Instructions:
[1] Rewrite the text about B. C. Edwards starting with "Biographical details" and going on through "at Urbana-Champaign (1903–04)", changing "Ohio" to "Indiana".
[2] Continue the text about B. C. Edwards after its last sentence.

Biographical details
- Born: October 21, 1865 Bloomingburg, Ohio, U.S.
- Died: November 2, 1950 (aged 85) Troy, Montana, U.S.
- Alma mater: Boston School of Oratory (Emerson) (1892–96) University of Illinois at Urbana-Champaign (1903–04)

Coaching career (HC unless noted)

Football
- 1897: Illinois State

Basketball
- 1898–1902: Illinois State

Head coaching record
- Overall: 1–5 (football) 14–2 (basketball)

= B. C. Edwards =

American football and basketball coach

Benjamin Chase Edwards (October 21, 1865 – November 2, 1950) was the third head football coach for the Illinois State Redbirds in Normal, Illinois and he held that position for the 1897 season. His overall coaching record at ISU was 1 wins, 5 losses, and 0 ties. This ranks him 19th at ISU in terms of total wins and 19th at ISU in terms of winning percentage.

(Stored dataset items)
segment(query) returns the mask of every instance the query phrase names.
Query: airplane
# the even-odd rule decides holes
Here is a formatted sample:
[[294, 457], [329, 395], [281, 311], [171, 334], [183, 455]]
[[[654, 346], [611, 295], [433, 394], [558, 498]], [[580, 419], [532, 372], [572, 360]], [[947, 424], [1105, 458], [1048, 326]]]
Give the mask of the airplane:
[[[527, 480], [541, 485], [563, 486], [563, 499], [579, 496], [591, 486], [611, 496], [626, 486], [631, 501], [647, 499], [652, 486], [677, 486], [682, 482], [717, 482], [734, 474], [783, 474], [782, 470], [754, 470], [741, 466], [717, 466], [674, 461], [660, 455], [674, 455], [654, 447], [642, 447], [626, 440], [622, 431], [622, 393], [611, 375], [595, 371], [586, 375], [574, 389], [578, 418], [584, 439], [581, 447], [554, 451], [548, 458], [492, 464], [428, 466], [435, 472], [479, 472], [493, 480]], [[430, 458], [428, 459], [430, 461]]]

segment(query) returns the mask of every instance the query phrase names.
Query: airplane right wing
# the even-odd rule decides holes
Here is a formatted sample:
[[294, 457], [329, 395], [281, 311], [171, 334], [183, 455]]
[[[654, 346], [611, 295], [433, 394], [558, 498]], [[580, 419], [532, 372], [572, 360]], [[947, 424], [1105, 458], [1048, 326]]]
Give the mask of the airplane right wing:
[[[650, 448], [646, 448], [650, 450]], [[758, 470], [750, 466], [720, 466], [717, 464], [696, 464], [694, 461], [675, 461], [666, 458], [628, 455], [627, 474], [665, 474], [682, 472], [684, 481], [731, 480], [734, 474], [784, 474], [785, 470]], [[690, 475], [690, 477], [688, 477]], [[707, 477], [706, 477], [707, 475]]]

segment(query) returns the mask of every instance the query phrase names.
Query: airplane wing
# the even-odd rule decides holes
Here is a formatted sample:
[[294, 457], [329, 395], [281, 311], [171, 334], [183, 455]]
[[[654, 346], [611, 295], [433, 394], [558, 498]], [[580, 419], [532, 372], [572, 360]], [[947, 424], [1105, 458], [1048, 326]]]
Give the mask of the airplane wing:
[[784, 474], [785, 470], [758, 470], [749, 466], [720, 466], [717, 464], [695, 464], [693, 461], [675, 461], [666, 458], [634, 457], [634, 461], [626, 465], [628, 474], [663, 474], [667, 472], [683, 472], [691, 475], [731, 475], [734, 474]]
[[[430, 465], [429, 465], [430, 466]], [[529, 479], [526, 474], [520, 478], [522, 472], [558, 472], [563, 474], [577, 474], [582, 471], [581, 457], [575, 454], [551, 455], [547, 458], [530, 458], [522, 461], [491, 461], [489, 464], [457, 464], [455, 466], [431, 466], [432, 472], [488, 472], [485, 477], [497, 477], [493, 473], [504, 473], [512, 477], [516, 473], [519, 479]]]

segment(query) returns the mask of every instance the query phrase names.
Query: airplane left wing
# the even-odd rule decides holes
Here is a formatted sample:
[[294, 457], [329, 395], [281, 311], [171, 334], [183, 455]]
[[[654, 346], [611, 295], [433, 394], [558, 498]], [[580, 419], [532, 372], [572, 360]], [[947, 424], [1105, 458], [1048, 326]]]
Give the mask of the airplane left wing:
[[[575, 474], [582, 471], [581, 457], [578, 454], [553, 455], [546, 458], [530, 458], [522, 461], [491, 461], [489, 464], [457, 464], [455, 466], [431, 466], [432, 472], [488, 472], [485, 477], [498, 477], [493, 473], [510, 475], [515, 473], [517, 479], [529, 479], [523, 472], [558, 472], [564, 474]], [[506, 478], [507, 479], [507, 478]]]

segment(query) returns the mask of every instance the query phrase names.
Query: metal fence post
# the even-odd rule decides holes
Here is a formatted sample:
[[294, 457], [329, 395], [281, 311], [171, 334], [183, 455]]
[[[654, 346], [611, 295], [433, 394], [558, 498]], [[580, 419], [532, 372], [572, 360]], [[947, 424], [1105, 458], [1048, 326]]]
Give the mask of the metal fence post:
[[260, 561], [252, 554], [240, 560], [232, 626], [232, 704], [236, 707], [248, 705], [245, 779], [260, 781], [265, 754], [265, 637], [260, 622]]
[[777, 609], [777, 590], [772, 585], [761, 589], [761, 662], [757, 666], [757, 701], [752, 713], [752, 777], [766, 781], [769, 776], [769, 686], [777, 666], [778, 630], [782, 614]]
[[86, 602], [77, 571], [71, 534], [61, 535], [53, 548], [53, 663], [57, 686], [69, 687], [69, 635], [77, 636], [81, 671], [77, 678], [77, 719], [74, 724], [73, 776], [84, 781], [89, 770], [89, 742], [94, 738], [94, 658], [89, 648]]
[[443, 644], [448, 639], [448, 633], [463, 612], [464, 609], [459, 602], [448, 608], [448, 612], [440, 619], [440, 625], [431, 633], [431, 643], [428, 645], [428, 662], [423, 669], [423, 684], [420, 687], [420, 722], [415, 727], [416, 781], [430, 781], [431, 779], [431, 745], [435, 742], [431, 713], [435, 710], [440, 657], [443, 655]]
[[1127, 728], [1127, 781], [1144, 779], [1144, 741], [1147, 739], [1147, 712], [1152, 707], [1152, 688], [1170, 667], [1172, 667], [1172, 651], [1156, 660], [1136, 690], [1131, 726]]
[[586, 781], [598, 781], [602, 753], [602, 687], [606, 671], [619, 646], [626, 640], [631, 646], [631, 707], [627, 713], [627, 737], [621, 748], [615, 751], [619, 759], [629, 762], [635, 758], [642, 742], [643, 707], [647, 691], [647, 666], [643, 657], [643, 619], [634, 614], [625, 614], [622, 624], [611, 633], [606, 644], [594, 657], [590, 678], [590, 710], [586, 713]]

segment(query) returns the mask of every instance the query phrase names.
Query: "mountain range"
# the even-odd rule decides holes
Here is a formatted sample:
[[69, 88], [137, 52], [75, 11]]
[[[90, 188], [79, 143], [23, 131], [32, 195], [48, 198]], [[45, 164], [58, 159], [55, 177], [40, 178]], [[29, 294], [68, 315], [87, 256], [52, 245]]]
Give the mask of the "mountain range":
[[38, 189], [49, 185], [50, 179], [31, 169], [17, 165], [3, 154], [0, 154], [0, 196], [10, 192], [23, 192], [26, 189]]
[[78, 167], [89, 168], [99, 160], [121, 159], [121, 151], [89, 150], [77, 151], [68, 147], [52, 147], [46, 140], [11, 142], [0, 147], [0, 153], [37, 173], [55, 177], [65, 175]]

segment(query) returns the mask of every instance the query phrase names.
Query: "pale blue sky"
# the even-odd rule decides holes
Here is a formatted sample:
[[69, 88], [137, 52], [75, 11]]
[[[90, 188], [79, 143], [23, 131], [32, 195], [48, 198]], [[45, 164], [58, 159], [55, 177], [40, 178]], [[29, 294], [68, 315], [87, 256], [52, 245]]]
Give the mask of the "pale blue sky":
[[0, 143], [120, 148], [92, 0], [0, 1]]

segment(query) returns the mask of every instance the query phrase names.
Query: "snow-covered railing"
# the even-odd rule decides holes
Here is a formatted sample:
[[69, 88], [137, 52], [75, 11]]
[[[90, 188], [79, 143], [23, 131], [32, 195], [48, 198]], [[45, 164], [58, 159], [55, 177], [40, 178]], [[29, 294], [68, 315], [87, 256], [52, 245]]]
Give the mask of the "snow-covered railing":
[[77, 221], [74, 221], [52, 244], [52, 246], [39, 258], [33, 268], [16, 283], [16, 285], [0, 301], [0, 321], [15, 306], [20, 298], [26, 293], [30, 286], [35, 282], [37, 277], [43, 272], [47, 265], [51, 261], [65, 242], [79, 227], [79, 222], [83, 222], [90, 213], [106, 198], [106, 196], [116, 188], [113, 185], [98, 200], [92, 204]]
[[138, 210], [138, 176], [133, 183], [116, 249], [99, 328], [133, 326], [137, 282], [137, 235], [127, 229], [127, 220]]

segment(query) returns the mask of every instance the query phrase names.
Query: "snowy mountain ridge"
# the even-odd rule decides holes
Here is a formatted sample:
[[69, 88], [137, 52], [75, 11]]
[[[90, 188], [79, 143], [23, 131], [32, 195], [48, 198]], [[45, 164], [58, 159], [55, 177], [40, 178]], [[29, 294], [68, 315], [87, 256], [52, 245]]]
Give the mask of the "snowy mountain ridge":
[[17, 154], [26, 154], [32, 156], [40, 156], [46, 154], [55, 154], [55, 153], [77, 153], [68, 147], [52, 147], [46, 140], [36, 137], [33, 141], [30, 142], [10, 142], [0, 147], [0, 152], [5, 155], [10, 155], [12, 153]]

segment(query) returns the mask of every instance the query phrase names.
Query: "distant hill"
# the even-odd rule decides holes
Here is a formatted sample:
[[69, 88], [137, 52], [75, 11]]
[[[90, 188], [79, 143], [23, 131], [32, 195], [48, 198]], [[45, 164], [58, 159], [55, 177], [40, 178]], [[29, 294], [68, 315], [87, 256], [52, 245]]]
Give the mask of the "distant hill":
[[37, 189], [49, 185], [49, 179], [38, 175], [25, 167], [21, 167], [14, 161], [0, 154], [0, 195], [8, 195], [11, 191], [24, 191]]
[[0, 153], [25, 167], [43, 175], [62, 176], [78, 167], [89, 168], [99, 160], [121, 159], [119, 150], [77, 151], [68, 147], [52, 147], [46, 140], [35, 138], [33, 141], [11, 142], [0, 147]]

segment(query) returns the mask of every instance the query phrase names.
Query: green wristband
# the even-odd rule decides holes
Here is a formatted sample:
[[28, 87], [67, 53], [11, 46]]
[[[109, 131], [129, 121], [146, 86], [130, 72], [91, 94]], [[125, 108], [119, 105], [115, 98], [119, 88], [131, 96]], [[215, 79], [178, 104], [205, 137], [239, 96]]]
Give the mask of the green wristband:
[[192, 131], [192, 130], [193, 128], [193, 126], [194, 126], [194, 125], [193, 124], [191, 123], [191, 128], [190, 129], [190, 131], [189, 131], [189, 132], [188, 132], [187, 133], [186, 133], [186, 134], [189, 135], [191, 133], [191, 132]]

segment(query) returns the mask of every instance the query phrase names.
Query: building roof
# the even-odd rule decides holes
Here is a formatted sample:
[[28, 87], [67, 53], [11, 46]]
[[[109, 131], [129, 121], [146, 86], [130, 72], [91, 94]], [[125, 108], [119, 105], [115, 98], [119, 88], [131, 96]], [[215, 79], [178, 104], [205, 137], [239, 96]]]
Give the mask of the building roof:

Task answers:
[1]
Biographical details
- Born: October 21, 1865 Bloomingburg, Indiana, U.S.
- Died: November 2, 1950 (aged 85) Troy, Montana, U.S.
- Alma mater: Boston School of Oratory (Emerson) (1892–96) University of Illinois at Urbana-Champaign (1903–04)

[2]
He taught reading, gymnastics and physical culture at the university from 1896 to 1903. He later lived in Cassia County, Idaho and Montana. He married Anna Blake Cunningham of Normal, Illinois (born 1869) on October 30, 1907 at Burley, Idaho.

Edwards died at his son's home in Troy, Montana in 1950. He was interred at Conrad Memorial Cemetery. He was survived by two sons, John Gifford and Donald M. and a daughter, Helen Edwards. His wife, Anna died in 1955 at Burley, Idaho, aged 86.